_Rows of box annotation data:_

================================

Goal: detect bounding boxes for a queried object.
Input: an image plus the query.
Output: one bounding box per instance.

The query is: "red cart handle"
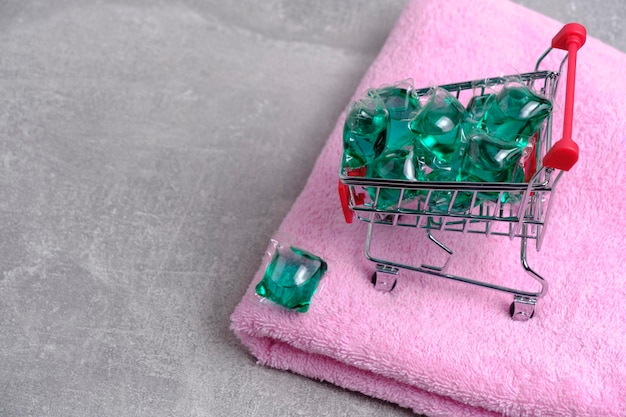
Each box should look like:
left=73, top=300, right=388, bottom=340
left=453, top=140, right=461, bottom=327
left=543, top=23, right=587, bottom=171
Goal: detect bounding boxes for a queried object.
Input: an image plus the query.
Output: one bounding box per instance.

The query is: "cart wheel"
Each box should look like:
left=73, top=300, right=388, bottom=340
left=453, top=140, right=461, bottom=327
left=509, top=297, right=535, bottom=321
left=372, top=272, right=398, bottom=292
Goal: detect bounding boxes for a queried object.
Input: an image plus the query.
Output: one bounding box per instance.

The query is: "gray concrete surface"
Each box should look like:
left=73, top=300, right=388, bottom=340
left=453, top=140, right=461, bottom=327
left=0, top=0, right=626, bottom=417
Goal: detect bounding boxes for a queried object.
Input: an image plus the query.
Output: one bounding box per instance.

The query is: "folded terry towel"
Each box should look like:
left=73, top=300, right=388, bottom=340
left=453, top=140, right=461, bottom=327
left=232, top=0, right=626, bottom=417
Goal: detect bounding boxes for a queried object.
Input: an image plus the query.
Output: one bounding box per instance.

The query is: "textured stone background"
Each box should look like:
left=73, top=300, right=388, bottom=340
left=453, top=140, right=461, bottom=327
left=0, top=0, right=626, bottom=417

================================

_Directions:_
Can you quote the records above word for word, leaving out the pictures?

_Task result:_
Goal: detect bounding boxes for a queried object.
Input: an image plus the query.
Output: one bounding box per instance.

The query is: "red cart handle"
Each box should look like:
left=73, top=300, right=388, bottom=340
left=453, top=140, right=461, bottom=327
left=543, top=23, right=587, bottom=171
Goal: detect bounding boxes for a queried object.
Input: an image plus the query.
Output: one bounding box per instance.

The query is: "cart wheel"
Each box should look like:
left=73, top=300, right=388, bottom=340
left=453, top=140, right=461, bottom=327
left=509, top=297, right=535, bottom=321
left=372, top=272, right=398, bottom=292
Goal: detect bounding boxes for a queried object.
Input: an image plus the query.
Output: one bounding box per instance.

The query is: "gray concrete surface"
Each box should look like:
left=73, top=300, right=388, bottom=340
left=453, top=140, right=461, bottom=327
left=0, top=0, right=626, bottom=417
Goal: detect bounding boxes for a queried object.
Input: an image plus the query.
Output: one bounding box per instance.

The query is: "folded terry towel"
Each box should look like:
left=73, top=300, right=388, bottom=340
left=453, top=140, right=461, bottom=327
left=232, top=0, right=626, bottom=417
Goal: detect bounding boxes for a queried object.
Input: an image plus the query.
Output: one bounding box per instance.

The query is: "textured stone background"
Each box should look like:
left=73, top=300, right=388, bottom=340
left=453, top=140, right=461, bottom=327
left=0, top=0, right=626, bottom=417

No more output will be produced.